__Objective__
Pull out each line from the rows below that contains the string "segment".

○ ○ ○

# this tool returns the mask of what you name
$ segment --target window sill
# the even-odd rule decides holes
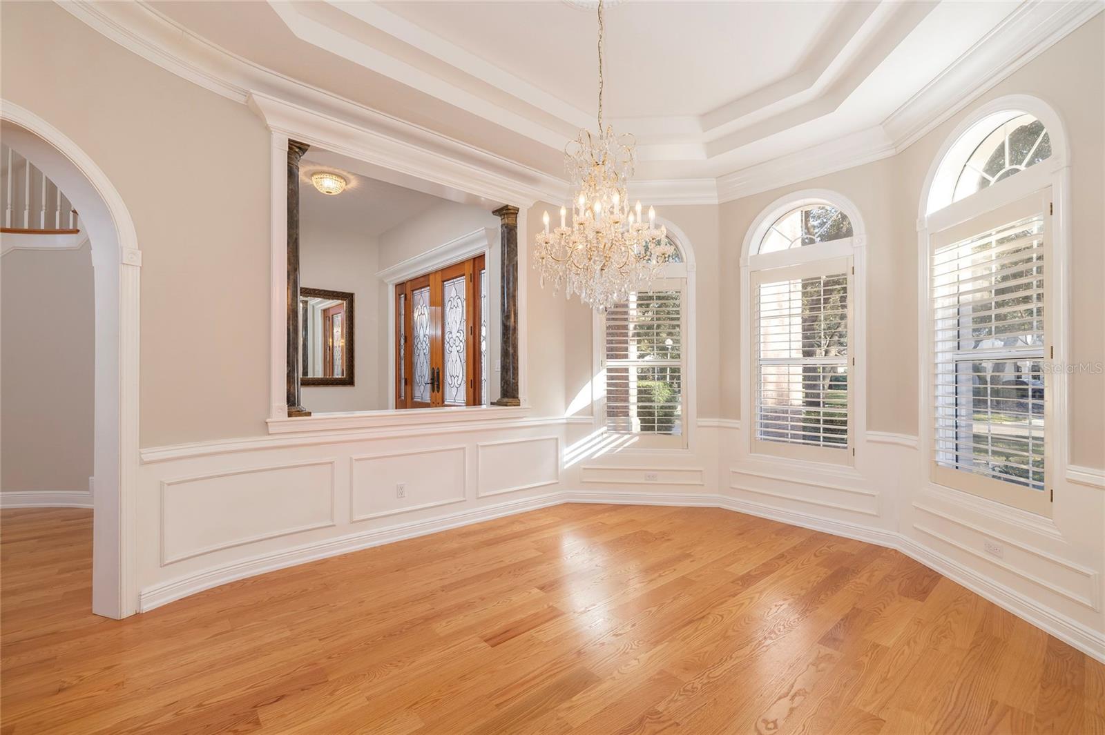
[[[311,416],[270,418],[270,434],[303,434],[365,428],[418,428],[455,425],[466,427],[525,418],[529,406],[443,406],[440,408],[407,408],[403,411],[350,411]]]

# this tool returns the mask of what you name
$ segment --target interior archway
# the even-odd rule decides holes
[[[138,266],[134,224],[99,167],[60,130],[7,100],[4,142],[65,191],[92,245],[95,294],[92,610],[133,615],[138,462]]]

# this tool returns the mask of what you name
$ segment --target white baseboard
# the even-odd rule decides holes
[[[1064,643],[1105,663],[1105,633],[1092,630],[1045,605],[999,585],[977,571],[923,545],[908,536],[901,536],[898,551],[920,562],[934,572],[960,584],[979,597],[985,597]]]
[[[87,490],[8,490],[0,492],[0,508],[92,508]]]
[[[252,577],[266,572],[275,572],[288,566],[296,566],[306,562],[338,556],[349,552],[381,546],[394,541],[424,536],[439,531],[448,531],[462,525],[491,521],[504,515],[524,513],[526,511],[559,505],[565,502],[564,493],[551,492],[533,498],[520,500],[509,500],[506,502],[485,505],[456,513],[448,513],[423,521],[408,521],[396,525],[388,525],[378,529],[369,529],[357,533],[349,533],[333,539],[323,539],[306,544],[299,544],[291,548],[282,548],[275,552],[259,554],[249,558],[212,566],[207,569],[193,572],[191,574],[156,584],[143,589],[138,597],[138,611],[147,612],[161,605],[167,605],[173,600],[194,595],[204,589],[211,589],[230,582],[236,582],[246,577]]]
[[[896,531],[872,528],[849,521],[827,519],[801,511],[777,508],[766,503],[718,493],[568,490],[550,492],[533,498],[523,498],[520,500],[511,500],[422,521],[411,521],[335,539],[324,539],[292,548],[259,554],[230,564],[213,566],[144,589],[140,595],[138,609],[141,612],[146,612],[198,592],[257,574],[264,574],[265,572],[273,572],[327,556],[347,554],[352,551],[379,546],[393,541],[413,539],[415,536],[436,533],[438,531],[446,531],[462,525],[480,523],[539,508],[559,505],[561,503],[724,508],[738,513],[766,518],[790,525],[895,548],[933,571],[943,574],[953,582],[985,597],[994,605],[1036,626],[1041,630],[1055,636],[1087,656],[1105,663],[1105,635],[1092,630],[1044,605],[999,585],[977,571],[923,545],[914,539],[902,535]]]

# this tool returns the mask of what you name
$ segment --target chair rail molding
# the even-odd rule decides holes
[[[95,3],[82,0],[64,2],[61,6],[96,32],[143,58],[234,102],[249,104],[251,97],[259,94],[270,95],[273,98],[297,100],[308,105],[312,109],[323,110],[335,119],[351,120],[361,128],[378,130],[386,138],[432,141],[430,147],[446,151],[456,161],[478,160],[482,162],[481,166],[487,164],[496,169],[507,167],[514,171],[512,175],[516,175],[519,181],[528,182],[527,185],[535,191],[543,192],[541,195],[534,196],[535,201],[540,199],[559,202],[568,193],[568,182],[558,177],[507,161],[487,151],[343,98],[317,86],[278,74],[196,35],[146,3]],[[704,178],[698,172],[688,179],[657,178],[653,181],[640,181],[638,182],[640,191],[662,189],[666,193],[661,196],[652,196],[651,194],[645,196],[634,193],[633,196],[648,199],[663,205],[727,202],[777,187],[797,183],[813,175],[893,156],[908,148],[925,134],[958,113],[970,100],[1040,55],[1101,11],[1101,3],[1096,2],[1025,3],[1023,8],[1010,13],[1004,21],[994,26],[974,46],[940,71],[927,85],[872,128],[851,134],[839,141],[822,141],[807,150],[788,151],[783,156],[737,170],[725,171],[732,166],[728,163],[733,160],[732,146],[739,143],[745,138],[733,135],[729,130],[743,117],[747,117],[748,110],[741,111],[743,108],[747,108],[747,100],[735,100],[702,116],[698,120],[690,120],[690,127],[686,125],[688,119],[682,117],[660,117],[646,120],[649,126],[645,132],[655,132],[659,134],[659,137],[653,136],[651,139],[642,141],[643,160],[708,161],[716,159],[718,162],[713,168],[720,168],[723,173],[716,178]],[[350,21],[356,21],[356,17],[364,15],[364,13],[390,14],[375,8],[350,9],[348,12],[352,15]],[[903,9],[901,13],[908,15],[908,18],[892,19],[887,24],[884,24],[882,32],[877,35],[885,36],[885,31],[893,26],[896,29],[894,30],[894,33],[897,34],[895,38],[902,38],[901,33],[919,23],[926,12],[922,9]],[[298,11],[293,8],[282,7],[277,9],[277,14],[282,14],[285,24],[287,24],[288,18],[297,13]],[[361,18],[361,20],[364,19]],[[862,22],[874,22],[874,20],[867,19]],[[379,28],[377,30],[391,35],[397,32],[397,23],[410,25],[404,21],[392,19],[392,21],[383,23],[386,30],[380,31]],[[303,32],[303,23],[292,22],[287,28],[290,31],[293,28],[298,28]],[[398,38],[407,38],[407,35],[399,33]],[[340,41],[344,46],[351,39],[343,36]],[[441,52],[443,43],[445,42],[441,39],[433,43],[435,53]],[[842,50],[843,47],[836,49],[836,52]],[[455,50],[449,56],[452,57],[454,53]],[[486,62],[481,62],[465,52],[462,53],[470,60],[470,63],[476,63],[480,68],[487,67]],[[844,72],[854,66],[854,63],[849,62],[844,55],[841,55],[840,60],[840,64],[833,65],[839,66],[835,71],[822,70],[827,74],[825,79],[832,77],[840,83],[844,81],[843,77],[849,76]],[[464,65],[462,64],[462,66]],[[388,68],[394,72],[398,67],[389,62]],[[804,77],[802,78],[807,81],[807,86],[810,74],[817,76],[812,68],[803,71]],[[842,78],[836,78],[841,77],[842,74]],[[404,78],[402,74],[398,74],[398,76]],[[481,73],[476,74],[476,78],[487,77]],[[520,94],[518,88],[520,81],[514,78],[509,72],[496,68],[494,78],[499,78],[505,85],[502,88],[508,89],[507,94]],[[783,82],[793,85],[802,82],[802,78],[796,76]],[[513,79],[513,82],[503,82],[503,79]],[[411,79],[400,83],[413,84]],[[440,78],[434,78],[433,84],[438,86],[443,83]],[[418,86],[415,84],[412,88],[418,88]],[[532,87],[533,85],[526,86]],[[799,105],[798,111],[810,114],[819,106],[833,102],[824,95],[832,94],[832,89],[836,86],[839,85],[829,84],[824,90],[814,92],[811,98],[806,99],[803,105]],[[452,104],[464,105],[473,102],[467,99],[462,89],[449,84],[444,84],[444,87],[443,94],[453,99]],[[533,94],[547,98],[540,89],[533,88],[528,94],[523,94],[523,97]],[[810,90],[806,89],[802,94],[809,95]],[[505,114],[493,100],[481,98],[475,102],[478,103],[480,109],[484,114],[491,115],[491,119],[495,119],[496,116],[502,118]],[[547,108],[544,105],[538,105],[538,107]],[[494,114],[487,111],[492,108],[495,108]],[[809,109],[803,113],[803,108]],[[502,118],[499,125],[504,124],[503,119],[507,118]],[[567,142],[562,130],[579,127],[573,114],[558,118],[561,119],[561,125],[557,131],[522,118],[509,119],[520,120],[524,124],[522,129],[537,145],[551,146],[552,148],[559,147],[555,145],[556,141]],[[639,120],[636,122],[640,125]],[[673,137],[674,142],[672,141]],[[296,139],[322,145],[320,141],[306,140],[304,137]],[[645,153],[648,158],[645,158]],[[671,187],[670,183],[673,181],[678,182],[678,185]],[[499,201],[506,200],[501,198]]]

○ ○ ○

__Result below__
$ segment --target window sill
$ segment --target interior archway
$ segment --target white baseboard
$ segment --target chair rail molding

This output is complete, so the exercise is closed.